Buhunds need at least 30 minutes to 2 hours of exercise daily.

Schedule an hour of walk, once in the morning and another at night. You can also play fetch or engage in different dog sports.

Exercising can also help strengthen your bond with Fido, as it can be your special time.

Norwegian Buhund Health Care

The Norwegian Buhund is generally a healthy breed. Their life expectancy is about 13 to 15 years!

Unfortunately, Buhunds can be prone to health problems like any other breed.

As pet owners, we must do our best to keep them healthy so that they can live a long and happy life.

Owners should schedule regular vet visits to maintain their good health.

Below, we’ve listed a few possible health risks that the Norwegian Buhund can be susceptible to.

Hip Dysplasia

Hip dysplasia is a hereditary condition wherein the socket of the joint and ball becomes deformed.

Dogs diagnosed with hip dysplasia should keep their weight within the standard range and have them exercise with activities that encourage joint therapy.

Vets can prescribe medications for anti-inflammatory, pain relievers, and supplements for this problem.


An eye cataract is an obstruction of lens fiber in the lens of an eye. It is the gradual clouding of the lens in the eyes.

This condition is more common in elderly dogs but can also be acquired through genetics, eye trauma, nutritional deficiencies, or diabetes.

- **Available data**:

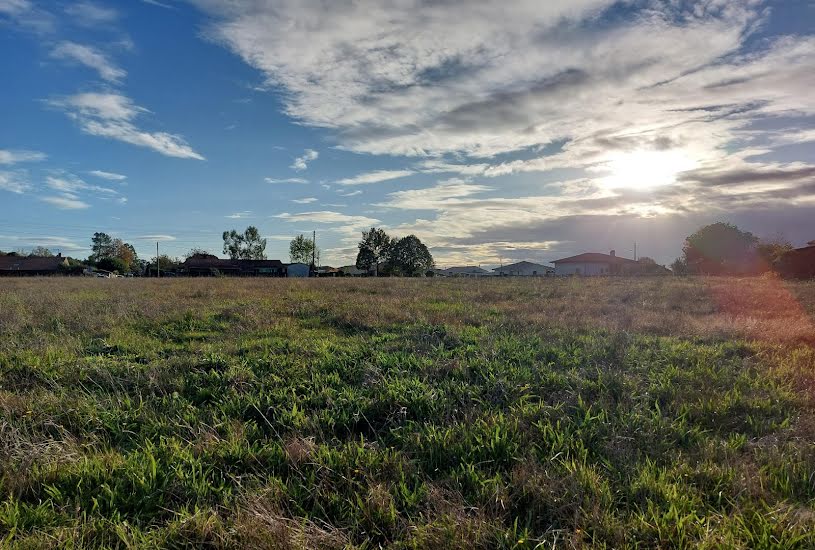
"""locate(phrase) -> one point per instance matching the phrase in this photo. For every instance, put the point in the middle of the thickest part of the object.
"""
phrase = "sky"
(495, 131)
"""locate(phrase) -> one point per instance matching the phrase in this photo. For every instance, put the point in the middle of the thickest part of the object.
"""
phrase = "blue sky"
(495, 131)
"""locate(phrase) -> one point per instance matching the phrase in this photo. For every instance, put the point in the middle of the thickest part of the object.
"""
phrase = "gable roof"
(31, 263)
(211, 262)
(594, 257)
(465, 269)
(521, 265)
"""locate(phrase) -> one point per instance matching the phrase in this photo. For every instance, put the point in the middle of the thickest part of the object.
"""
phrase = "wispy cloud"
(20, 155)
(14, 182)
(156, 237)
(111, 176)
(301, 162)
(89, 14)
(89, 57)
(66, 202)
(286, 180)
(346, 223)
(375, 177)
(240, 215)
(25, 15)
(159, 4)
(113, 116)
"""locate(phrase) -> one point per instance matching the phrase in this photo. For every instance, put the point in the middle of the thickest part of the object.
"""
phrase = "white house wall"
(589, 269)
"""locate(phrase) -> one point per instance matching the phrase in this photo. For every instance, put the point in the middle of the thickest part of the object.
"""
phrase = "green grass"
(407, 414)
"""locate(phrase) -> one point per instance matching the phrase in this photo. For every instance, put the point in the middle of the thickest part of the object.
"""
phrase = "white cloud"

- **What to do**:
Extract from the Norwegian Buhund passage the words from "Vets can prescribe" up to and including "in the eyes.". The material plays no part in the work that comes after it.

- **Task answer**:
Vets can prescribe medications for anti-inflammatory, pain relievers, and supplements for this problem.


An eye cataract is an obstruction of lens fiber in the lens of an eye. It is the gradual clouding of the lens in the eyes.